◆ Tarefas do exercício:
(A) Reproduza o trecho do texto sobre a entrevista de Costa entre "É muito fácil" e "foi nesta entrevista.", ambos incluídos.
(B) Responda, com base no texto sobre a entrevista de Costa:
(i) A quanto do PIB ronda a dívida pública portuguesa?
(ii) Quem veio avisar da necessidade de abrir as portas ao PSD?
(iii) Quem é descrito como trabalhando como uma ‘formiguinha’ para a sucessão?

◆ Texto do exercício:
────────────────

A UE anuncia que em 2023 irá novamente exigir aos seus membros um regresso às políticas de aperto orçamental, leia-se ‘défice’ e ‘dívida’, suspensos em 2019 com a pandemia. Deveriam tocar todas as campainhas em Portugal e o ministro João Leão, no segredo dos gabinetes, já terá certamente feito um solene aviso a Costa sobre as graves consequências para um país que tem uma dívida pública a rondar os 132% do PIB. Notaram alguma preocupação na entrevista, nomeadamente alguma ideia focada no crescimento da economia ou no controlo da despesa estrutural do Estado? 

É muito fácil afirmar que o PS é um partido de «contas certas» como Costa sempre vem repetindo, mas fica bem mais difícil conseguir esse desiderato quando o país se encontra tão vulnerável a fatores externos internacionais e os equilíbrios orçamentais são obtidos através de uma carga fiscal já de si excessiva para a nossa economia. Por isso, seria absolutamente fundamental estes temas que refiro serem abordados por quem quer continuar a liderar o Governo e, infelizmente, ainda não foi nesta entrevista.

Pressentindo que a bipolarização se aproxima, sobretudo pela perspetiva da mudança política no PSD como tudo o indica dadas as sucessivas derrotas de Rio no Conselho Nacional, quis antecipar-se e vaticinou-a como consequência da convocação das eleições. Curiosamente, Manuel Alegre e Carlos César, cada um representante de fações bem diferentes num PS de largo espetro político, já vieram avisar da necessidade de abrir as portas ao PSD. Costa, sentindo estes recados internos e o risco do PSD sair reforçado das eleições, veio calar estes discursos com a admissão de tal poder suceder, mas aposto ‘singelo contra dobrado’ de que nunca o fará. 

Em conclusão, Costa sente o ‘terreno a fugir debaixo dos pés’ e admite implicitamente que o seu tempo está a chegar ao fim. De um lado, o risco do crescimento de um PSD renovado. Do outro, uma sombra que o começa a ofuscar dentro do PS – um Pedro Nuno Santos que vai trabalhando como uma ‘formiguinha’ para a sua sucessão. Alguém fica surpreendido com a sua obsessão pela maioria absoluta?

────────────────

◆ Excerto dos dados:
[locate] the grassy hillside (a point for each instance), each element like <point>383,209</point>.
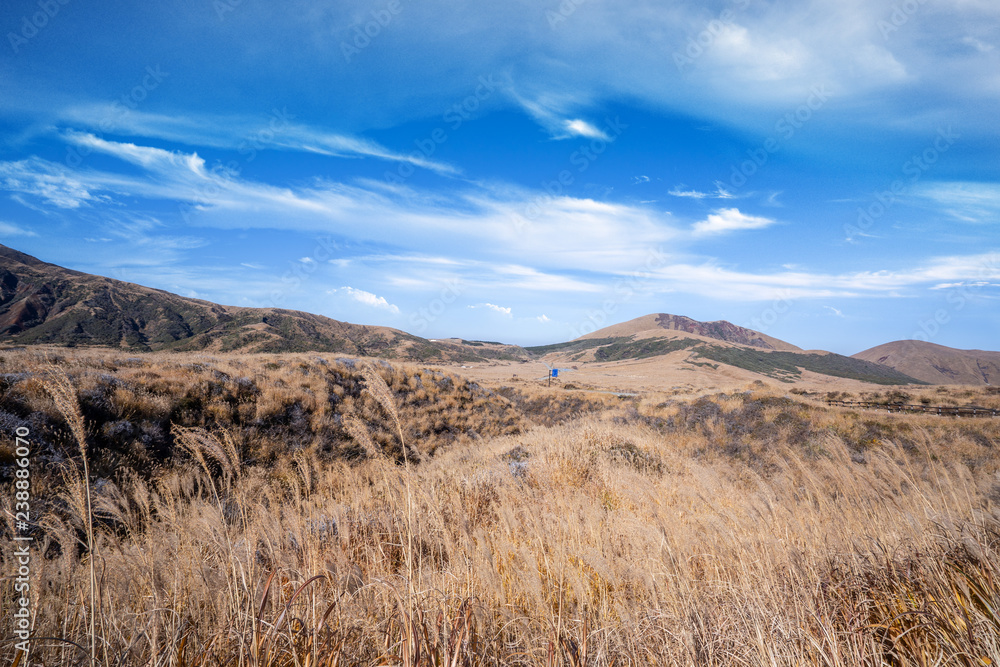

────────────────

◆ Resultados do exercício:
(A)
É muito fácil afirmar que o PS é um partido de «contas certas» como Costa sempre vem repetindo, mas fica bem mais difícil conseguir esse desiderato quando o país se encontra tão vulnerável a fatores externos internacionais e os equilíbrios orçamentais são obtidos através de uma carga fiscal já de si excessiva para a nossa economia. Por isso, seria absolutamente fundamental estes temas que refiro serem abordados por quem quer continuar a liderar o Governo e, infelizmente, ainda não foi nesta entrevista.

(B)
(i) Cerca de 132% do PIB.
(ii) Manuel Alegre e Carlos César.
(iii) Pedro Nuno Santos.